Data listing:
╭──
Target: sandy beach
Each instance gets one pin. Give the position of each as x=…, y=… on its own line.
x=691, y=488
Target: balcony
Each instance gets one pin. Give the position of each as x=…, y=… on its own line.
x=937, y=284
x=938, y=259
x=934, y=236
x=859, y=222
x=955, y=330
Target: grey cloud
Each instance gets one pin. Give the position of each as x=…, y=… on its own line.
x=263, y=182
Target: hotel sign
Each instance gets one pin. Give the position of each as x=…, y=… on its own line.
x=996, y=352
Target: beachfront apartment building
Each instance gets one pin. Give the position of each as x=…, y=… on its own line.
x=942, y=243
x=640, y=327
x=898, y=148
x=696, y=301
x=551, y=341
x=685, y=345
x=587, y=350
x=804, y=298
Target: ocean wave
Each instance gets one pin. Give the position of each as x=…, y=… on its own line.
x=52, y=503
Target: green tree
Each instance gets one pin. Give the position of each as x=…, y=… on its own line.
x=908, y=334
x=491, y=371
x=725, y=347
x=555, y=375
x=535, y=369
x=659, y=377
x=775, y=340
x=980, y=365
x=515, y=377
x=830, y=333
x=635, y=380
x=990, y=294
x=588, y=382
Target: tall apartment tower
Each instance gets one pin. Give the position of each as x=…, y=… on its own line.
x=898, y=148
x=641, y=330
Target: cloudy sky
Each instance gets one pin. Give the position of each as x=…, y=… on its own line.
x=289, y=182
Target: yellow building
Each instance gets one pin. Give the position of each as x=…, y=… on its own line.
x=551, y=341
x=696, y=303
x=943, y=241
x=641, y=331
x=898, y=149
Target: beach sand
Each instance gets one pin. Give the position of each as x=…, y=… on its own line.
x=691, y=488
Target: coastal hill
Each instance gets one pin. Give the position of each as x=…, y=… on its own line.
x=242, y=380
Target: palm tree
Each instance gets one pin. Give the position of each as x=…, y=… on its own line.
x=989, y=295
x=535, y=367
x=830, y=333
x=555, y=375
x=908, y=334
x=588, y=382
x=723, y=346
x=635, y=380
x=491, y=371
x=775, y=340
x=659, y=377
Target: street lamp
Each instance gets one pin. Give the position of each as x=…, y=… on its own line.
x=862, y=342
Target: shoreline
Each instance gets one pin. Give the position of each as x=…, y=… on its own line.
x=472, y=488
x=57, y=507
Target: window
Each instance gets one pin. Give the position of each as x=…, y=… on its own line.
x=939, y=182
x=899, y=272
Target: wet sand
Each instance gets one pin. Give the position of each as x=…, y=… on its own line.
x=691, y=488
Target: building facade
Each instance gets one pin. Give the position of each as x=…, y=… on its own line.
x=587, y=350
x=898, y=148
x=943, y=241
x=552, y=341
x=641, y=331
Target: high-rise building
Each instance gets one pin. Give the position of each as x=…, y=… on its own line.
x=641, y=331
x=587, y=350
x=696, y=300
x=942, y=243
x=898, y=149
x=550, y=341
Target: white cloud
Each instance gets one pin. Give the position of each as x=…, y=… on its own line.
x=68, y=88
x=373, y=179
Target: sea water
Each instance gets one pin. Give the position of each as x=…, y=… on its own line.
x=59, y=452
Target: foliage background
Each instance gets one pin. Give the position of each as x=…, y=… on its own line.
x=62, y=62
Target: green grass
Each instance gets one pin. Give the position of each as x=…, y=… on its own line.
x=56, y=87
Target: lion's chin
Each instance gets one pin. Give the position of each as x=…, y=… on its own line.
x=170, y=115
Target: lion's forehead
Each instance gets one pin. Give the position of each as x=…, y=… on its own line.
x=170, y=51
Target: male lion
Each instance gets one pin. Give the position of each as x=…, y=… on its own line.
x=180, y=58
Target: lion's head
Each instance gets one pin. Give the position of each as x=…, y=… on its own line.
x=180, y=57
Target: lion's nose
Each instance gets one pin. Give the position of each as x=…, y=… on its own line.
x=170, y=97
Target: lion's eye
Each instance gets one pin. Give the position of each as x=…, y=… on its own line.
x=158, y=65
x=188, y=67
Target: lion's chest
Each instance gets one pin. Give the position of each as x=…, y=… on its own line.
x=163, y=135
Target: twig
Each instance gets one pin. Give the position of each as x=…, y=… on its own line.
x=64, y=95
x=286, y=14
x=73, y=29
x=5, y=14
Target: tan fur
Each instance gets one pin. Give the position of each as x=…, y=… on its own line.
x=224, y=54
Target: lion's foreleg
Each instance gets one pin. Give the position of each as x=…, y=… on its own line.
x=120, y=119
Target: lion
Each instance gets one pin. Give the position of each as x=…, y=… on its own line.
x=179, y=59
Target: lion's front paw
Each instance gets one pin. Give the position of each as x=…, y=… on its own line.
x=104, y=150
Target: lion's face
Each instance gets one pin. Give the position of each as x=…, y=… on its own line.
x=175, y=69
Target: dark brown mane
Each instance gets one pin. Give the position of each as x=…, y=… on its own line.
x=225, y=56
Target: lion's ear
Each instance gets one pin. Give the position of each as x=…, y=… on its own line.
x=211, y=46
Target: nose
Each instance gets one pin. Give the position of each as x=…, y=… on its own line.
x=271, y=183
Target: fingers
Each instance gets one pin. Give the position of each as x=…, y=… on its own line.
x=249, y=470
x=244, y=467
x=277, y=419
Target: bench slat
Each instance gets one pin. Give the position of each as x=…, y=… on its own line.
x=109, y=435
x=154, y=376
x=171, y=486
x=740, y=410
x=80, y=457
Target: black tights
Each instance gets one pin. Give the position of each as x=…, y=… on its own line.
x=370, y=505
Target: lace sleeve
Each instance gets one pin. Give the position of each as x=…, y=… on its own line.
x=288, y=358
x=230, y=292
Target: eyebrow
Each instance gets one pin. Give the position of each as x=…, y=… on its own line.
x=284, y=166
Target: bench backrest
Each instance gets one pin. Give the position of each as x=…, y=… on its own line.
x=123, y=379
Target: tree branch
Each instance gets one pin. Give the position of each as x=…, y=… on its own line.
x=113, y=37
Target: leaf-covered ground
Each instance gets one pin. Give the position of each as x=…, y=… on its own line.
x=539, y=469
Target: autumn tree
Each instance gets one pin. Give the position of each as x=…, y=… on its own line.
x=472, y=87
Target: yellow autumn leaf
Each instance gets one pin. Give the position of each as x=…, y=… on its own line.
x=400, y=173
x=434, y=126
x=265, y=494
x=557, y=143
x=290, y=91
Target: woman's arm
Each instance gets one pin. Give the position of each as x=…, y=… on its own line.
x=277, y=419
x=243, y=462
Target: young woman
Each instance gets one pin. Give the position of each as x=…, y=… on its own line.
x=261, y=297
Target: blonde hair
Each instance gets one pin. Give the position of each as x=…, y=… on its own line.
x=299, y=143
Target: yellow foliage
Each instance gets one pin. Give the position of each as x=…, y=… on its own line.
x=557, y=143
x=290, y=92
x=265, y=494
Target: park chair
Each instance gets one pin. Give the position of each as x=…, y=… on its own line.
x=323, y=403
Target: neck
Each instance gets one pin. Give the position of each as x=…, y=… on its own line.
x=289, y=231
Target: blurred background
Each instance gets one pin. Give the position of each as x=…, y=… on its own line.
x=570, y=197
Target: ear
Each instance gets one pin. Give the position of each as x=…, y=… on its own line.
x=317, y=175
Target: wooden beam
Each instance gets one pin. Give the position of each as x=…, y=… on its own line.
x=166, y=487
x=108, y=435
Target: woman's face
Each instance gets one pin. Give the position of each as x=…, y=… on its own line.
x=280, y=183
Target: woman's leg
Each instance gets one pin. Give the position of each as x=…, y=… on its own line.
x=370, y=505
╰──
**TASK TO CARRY OUT:**
Quote exactly what appears from the line containing "Target: park chair" through the final line of the listing above, including both of those lines.

**RESPONSE FOR THIS EXERCISE:**
Target: park chair
Each instance gets one pin. Give the position of each as x=…, y=… on its own line.
x=323, y=403
Target: neck
Each instance gets one pin. Give the position of each as x=…, y=… on its own line.
x=289, y=231
Target: blurred background
Each instance gets one pin. Give the position of each as x=…, y=… on its own line.
x=570, y=197
Target: ear
Each instance gets one pin. Give the position of each as x=…, y=… on its own line.
x=317, y=175
Target: wooden beam
Each instance gets one pin. Give the position of each as x=…, y=… on its own line.
x=166, y=487
x=108, y=435
Target: woman's face
Each instance gets one pin. Give the position of each as x=…, y=… on its own line.
x=280, y=183
Target: woman's leg
Each instance gets one pin. Give the position of each as x=…, y=… on its own line.
x=370, y=505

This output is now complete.